▶ **Written request**
Pick out every line of the material that contains the string "sign" and copy each one. Case counts.

==============================

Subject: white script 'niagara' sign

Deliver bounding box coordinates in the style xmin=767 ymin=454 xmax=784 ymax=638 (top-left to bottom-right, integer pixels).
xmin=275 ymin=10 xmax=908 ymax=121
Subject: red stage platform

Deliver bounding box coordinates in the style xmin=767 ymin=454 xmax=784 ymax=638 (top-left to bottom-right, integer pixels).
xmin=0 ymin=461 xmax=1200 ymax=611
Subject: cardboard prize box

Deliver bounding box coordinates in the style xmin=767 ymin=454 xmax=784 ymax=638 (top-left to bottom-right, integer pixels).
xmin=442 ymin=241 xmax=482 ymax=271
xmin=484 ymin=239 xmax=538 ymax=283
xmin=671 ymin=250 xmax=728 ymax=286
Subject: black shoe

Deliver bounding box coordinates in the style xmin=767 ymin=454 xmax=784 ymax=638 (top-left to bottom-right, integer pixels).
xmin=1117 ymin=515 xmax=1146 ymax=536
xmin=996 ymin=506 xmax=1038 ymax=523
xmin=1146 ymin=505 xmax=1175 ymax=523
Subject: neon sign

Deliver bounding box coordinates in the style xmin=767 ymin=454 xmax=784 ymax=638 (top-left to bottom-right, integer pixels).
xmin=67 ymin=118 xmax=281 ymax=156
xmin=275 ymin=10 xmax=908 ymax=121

==============================

▶ **Output of the task**
Subject: white script 'niagara' sign
Subject: neon sign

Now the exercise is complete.